== TEXT BLOCK ==
- - -
Rangayana to adapt Dr. S.L. Bhyrappa’s ‘Parva’ as a play; details worked out

Rangayana to adapt Dr. S.L. Bhyrappa’s ‘Parva’ as a play; details worked out

July 10, 2020

Theatre personality Prakash Belawadi to direct the play based on acclaimed author’s popular novel

Mysore/Mysuru: Saraswathi Samman recipient and acclaimed Kannada novelist Dr. S.L. Bhyrappa will soon catch the imagination of theatre lovers as his novels will be adapted into plays at theatre repertoire Rangayana. 

Though the novelist’s works have been translated into English and many regional languages, Rangayana had not so far experimented on them as there was a prejudice that Bhyrappa is a right-wing writer. Though art and literature transcends the boundaries of caste, creed, sex, personal prejudices and religion and one cannot brand a writer as right wing, left wing or neutral, Dr. Bhyrappa was an anathema to many theatre activists, artistes and people who were in the forefront of theatre in Mysuru.
- - -
Referring expression data:
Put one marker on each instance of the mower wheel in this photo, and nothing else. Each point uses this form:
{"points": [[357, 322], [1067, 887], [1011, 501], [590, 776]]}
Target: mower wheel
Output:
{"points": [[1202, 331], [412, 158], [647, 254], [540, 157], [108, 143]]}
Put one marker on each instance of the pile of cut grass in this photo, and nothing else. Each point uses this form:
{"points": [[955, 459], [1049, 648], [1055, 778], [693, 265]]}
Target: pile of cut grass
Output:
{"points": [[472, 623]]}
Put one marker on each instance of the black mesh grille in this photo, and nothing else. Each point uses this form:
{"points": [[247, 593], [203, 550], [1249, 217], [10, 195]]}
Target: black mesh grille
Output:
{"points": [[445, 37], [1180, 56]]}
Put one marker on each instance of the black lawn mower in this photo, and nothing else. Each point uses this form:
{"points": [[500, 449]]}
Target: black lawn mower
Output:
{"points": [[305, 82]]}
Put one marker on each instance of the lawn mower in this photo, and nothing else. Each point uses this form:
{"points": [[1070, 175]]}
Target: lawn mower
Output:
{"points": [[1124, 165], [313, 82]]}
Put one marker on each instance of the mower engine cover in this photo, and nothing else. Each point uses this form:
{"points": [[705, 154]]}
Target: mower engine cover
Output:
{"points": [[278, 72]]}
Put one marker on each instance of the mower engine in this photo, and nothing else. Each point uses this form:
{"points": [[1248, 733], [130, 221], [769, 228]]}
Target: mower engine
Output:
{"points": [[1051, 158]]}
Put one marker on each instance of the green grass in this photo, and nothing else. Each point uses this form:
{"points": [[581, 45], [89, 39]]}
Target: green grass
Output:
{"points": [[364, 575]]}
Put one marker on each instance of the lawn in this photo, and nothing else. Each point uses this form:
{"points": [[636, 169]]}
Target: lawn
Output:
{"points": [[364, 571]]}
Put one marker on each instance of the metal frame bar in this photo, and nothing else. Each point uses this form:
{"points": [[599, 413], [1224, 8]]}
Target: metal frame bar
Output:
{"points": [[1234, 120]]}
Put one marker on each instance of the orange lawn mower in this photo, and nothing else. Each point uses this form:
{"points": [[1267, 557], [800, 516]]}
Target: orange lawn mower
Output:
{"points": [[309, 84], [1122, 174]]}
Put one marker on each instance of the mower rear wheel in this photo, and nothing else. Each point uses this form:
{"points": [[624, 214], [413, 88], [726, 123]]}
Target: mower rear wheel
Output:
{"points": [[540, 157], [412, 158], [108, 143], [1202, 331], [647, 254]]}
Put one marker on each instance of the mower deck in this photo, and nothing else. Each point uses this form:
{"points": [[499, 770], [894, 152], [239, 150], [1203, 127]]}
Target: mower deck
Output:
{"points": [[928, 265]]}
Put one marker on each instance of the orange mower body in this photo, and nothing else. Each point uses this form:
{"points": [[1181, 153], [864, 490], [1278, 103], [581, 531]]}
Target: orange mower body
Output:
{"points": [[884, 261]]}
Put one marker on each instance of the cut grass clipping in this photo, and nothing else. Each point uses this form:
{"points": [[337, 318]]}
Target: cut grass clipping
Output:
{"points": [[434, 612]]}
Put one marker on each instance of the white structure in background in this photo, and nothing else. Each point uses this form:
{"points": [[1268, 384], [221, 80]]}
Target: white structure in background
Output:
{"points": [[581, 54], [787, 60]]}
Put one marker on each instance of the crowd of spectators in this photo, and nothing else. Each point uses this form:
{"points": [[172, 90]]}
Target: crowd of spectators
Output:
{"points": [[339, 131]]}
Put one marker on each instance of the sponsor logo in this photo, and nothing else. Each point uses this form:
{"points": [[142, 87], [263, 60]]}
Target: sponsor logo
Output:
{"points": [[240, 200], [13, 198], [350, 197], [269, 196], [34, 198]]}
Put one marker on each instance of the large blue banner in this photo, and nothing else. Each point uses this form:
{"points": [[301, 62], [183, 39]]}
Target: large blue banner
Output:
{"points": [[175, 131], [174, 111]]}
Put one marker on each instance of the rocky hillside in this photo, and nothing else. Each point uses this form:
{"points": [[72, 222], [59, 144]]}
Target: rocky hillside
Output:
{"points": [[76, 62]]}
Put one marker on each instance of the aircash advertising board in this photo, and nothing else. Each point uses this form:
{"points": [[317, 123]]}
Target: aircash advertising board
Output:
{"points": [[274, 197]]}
- - -
Resume the news piece about Rangayana adapting Bhyrappa's 'Parva', picking up after its last sentence. These entries were taken from a separate source.

Dr. Bhyrappa hails from Mysuru and despite this, Mysuru’s Rangayana never thought of adapting his novels as plays to reach the mass audience. Now with Addanda C. Cariappa as the Rangayana Director, things are moving in the right direction without any bias, vested interests or prejudice. Bhyrappa’s novel ‘Parva’ will be adapted into a play and work has begun in this regard. 

Rangayana has the distinction of bringing Kuvempu’s ‘Sri Ramayana Darshanam’ and ‘Malegalalli Madumagalu’ into theatre and both the plays received tremendous response. Rangayana artistes said that this ‘Parva’ adaptation is an ambitious project and the nitty-gritty of the project has begun with the artistes examining the finer details in the novel. 

After the first show at Rangayana, ‘Parva’ will be staged across the State including places like Shivamogga, Dharwad, Kalaburagi, Chikkamagalur, Hubballi, Udupi, Chitradurga, Davanagere and other places. 

Considering Dr. Bhyrappa’s popularity and a wide reach – thanks to the universal appeal of his novels – artistes are sure that the ‘Parva’ play will be well-received.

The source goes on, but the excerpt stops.